Passage provided:
— Start —
Right Of First Refusal: A Contractual Restriction On Transfer Of Shares

Provision under The Companies Act, 2013

No judgments have been cited here, as it has been even 4 months from now, when the act came into force. This does not means we should forget old Companies Act, 1956 which will be applicable for some time and we have to come back for to it in practice; for forensic or other historic purpose.

Given Under Section 56 of the newly drafted act of 2013, which requires A company to register a transfer of securities or interest of members only when such a proper instrument of transfer; duly stamped, dated and executed by or on behalf of the transferor and transferee and specifying the name, address and occupation has been delivered to the company by either party within a period of sixty days from date of execution, along with the certificate of security or the letter of allotment of securities. Free transferability of share is one essential condition for Company form of business, subject to some restrictions under private companies. New Act, deals with substantially.[24]

Section 56 of the new Act also talks about the consequences, if the instrument of transfer which has to be stamped and signed gets lost or not delivered to the place in that case, the company may register the transfer on an indemnity bond.

On receipt of intimation, a company has power to register transmission of any right to securities by operation of law from any person to whom such right has been transmitted. Where an application is made by transferor alone and relates to partly paid shares, the transfer shall be registered by the company only after giving notice of the application to the transferee, and transferee gives no objection to the transfer within two weeks from the receipt of notice.
— End —
Entries provided:
— Start —
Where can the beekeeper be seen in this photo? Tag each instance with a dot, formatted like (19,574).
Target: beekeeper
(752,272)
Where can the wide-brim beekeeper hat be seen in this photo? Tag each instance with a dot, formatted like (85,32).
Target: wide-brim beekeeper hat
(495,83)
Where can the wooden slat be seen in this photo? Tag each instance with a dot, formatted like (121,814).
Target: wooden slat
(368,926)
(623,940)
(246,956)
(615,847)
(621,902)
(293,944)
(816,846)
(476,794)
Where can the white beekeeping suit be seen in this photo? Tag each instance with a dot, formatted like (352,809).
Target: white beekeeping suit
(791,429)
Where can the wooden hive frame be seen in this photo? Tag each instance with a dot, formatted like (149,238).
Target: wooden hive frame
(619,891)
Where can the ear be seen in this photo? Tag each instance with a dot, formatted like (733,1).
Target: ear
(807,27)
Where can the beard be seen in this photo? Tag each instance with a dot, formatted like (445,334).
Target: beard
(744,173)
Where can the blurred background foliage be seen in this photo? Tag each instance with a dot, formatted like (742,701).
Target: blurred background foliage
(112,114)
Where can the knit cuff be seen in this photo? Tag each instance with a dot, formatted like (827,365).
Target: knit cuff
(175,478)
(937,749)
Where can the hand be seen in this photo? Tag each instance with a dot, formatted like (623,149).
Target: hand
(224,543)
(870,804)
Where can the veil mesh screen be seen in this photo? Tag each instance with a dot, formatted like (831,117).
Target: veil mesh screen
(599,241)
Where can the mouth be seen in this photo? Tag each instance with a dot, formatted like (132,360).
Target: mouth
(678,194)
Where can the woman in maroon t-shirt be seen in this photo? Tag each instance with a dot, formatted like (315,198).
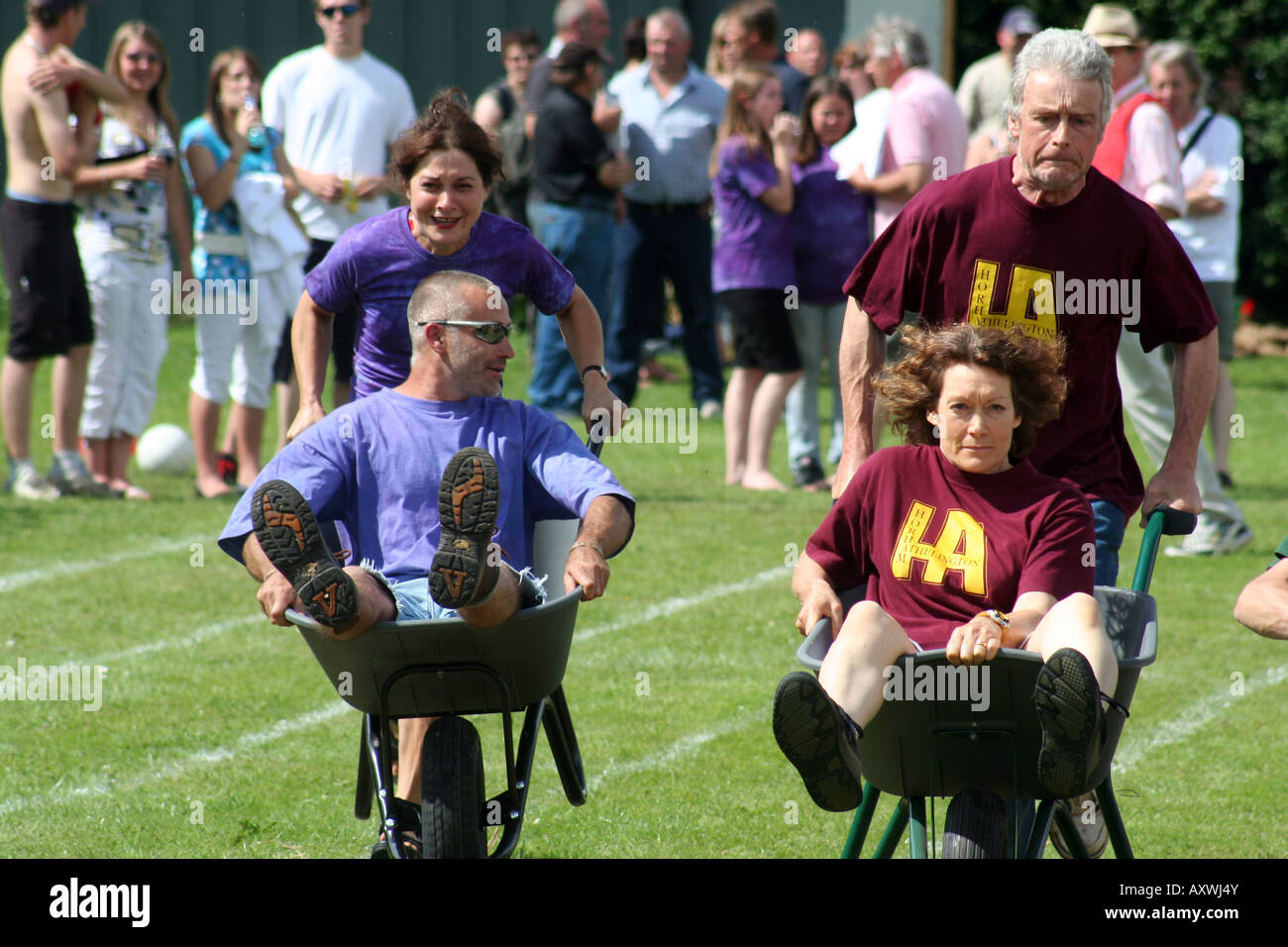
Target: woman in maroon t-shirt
(962,545)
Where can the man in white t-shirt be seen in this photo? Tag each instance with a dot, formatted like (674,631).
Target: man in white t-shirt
(339,108)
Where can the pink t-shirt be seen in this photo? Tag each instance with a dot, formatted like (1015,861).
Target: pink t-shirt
(938,545)
(971,249)
(925,128)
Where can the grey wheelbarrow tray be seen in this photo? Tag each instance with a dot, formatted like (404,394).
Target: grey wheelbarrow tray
(404,669)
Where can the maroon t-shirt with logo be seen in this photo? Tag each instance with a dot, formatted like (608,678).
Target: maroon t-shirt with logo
(971,249)
(938,545)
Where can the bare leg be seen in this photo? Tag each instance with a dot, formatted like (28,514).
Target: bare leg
(1219,419)
(16,380)
(287,406)
(69,373)
(767,407)
(249,424)
(853,673)
(99,458)
(204,420)
(1076,622)
(738,397)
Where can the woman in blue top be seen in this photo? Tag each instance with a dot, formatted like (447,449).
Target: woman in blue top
(829,232)
(217,150)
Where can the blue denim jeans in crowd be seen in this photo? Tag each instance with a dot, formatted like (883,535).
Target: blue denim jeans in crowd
(655,243)
(1111,526)
(581,237)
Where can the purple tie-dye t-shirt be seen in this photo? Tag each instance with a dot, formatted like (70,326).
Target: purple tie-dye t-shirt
(752,250)
(828,228)
(377,264)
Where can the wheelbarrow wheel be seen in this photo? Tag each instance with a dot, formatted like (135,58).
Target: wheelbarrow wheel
(975,826)
(451,808)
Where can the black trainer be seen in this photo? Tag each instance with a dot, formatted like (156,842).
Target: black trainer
(819,740)
(1068,702)
(288,535)
(469,500)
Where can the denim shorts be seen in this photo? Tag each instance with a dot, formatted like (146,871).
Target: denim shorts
(413,600)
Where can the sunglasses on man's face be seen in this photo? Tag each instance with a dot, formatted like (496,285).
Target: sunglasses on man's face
(490,333)
(347,11)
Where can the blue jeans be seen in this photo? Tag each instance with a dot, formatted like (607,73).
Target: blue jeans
(1111,525)
(655,243)
(581,237)
(816,330)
— End —
Exercise tasks:
1. From the passage on share transfer, extract everything from "Right Of First" down to "other historic purpose.".
2. Answer these from the passage on share transfer:
(a) Within what period from the date of execution must the instrument of transfer be delivered to the company?
(b) If the instrument of transfer is lost or not delivered, on what may the company register the transfer?
(c) When the transferor alone applies regarding partly paid shares, how long does the transferee have to object after receiving notice?

Written answers:
1.
Right Of First Refusal: A Contractual Restriction On Transfer Of Shares

Provision under The Companies Act, 2013

No judgments have been cited here, as it has been even 4 months from now, when the act came into force. This does not means we should forget old Companies Act, 1956 which will be applicable for some time and we have to come back for to it in practice; for forensic or other historic purpose.

2.
(a) Sixty days
(b) An indemnity bond
(c) Two weeks